WRITTEN EXERCISE ▸ Each entry must be given again exactly; images do not belong in the copy.

DATA FOR THIS TASK ▸
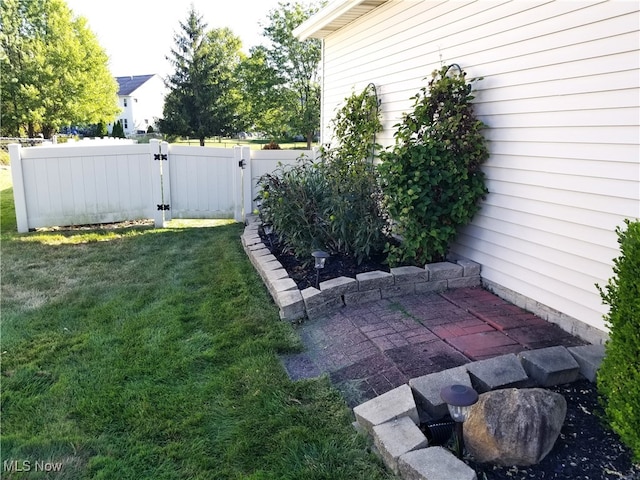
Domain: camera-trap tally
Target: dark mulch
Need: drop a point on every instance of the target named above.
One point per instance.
(303, 272)
(585, 450)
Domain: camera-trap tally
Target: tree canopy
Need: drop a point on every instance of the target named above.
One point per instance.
(55, 73)
(289, 73)
(203, 99)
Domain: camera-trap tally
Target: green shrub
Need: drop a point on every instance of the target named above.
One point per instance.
(431, 178)
(619, 375)
(333, 205)
(293, 201)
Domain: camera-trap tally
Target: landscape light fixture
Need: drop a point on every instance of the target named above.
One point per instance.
(459, 399)
(319, 258)
(268, 230)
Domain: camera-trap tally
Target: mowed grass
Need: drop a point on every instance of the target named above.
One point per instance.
(153, 354)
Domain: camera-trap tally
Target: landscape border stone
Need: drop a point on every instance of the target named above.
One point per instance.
(555, 363)
(385, 417)
(366, 287)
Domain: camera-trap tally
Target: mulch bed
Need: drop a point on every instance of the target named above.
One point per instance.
(303, 272)
(585, 450)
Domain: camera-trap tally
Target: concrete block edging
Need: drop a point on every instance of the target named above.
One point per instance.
(409, 455)
(295, 305)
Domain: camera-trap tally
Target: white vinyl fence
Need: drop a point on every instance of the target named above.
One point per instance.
(89, 183)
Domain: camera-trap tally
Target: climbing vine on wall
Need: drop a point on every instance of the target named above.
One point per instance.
(431, 177)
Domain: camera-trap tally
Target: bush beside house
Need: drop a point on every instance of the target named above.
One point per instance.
(619, 376)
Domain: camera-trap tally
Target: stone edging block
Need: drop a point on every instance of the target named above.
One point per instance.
(366, 287)
(381, 417)
(397, 437)
(394, 404)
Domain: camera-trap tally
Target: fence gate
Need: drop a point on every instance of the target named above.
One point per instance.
(203, 182)
(114, 181)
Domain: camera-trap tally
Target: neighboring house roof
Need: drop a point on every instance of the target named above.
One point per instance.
(127, 85)
(334, 16)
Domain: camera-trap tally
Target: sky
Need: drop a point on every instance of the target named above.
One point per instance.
(138, 34)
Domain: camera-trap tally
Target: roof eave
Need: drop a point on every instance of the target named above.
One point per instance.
(334, 16)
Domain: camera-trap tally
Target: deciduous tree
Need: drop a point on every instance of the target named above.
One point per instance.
(54, 71)
(295, 65)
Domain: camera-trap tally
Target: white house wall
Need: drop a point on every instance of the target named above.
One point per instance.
(147, 103)
(561, 98)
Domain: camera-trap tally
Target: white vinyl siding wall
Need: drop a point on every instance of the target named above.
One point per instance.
(561, 98)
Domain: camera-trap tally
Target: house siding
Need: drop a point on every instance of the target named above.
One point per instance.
(560, 95)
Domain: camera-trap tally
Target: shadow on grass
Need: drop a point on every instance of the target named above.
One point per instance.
(143, 353)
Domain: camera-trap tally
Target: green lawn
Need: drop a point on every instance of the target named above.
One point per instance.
(153, 354)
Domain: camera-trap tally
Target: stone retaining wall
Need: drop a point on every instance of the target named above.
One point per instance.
(295, 304)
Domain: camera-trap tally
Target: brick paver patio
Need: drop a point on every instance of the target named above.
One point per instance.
(372, 348)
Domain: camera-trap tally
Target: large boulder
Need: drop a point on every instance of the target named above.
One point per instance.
(514, 426)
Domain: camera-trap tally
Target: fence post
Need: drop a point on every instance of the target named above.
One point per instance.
(17, 178)
(166, 179)
(157, 201)
(247, 182)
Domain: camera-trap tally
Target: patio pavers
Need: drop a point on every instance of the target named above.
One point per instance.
(371, 348)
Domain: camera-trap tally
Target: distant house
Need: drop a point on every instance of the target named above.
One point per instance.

RESULT OF THE TASK ▸
Domain: camera-trap tally
Target: dark mulch
Need: drop a point on every instance of the target named above.
One point per instance.
(303, 272)
(585, 450)
Domain: camera-trap tally
Target: tree canopy
Need: drop a point on every instance of the target named above.
One point per instance.
(55, 73)
(289, 73)
(203, 99)
Domain: camera-trap tally
Target: green shrub
Need: drop a point on every instance of the target named above.
One point per instance.
(431, 178)
(619, 375)
(333, 205)
(293, 201)
Domain: camera-trap tally
Target: landscape light fixture
Need: drop a point on every instance of the target named above.
One point per instance.
(459, 399)
(319, 258)
(268, 230)
Domain: camera-trap tally
Target: mowed grass
Need: drop a point on every instance of the target named above.
One point per instance.
(153, 354)
Domain: camera-trap tally
Target: landscape border stone
Need: drop a point on every instance of the target named above.
One point per instance.
(555, 363)
(385, 417)
(366, 287)
Domain: camera-trap tally
Target: mulch bed
Need: drop a point on every instance of the target named above.
One point per instance.
(303, 272)
(585, 450)
Domain: camera-trap tally
Target: concrete block edging
Need: drop a point on every instance of the target named above.
One point per instance.
(409, 455)
(295, 305)
Domain: camera-trap tally
Target: white vinyl fence
Need: drop a point on every instance of the target named above.
One point per instance.
(89, 183)
Domain: camera-trap tally
Target: climbing vine on wall
Need: drop a point on every instance of the target named above.
One point per instance.
(431, 177)
Domain: camera-trap tally
Target: bush beside house
Need: drop a point on every instance of the target named above.
One point per instance.
(619, 376)
Domain: camera-trap tally
Target: stone edging block
Need: drop a point on every instance of the target named above.
One point per instance.
(366, 287)
(381, 417)
(397, 437)
(394, 404)
Domain: camera-trap tally
Target: fence gate
Need: drop a point on every instance of the target named above.
One point per instance.
(203, 182)
(114, 181)
Domain: camera-trap tally
Target: neighboring house roof
Need: drop a point on every instance of the target named above.
One point per instance.
(127, 85)
(334, 16)
Domain: camera-trap tally
Target: sky
Need: drop a point on every instance of the target named above.
One point per instance.
(138, 34)
Domain: camera-trap tally
Target: roof eave
Need: drop a point on every instance of the target named above.
One point per instance.
(334, 16)
Domain: camera-trap tally
Target: deciduous tree
Need: drop a point on every instance of the target named above.
One point per instance.
(54, 71)
(295, 65)
Domain: camera-trap tally
Target: white house wall
Need: drop a point on every instance of the target named above.
One point per instance.
(147, 103)
(561, 98)
Domain: camera-trap tally
Target: white vinyl siding wall
Need: drop a point on every instance of the target named above.
One point per instance.
(561, 98)
Domain: camera-trap tally
Target: house siding
Need: drop a point on every instance of the target named above.
One point per instance.
(560, 95)
Domain: camera-trap tally
Target: shadow on grass
Need: drop a point on every instance of the target named above.
One point per instance.
(143, 353)
Domain: camera-trap tally
Target: green lawn
Need: drop a point on every instance of the target named above.
One point per instance.
(153, 354)
Domain: camera-trap tally
Target: stone retaining wall
Need: drop a point on every instance of the target named above.
One point per instance.
(295, 304)
Domain: camera-trap tally
Target: brick paver patio
Need: drop a point on every instance of the target named above.
One point per instance.
(372, 348)
Domain: camera-trap tally
Target: large boulder
Need: drop a point on every instance of the target named above.
One point per instance.
(514, 426)
Domain: camera-trap tally
Target: fence post
Need: drop a point on every instance of the target named above.
One point per instance.
(17, 178)
(166, 179)
(157, 201)
(247, 182)
Domain: camera-trap tally
Target: patio pavers
Need: drop a point on every instance of the target named above.
One point per instance.
(371, 348)
Domain: camera-trap tally
Target: distant house
Need: drop a point on every instance of the target named above.
One point per instance.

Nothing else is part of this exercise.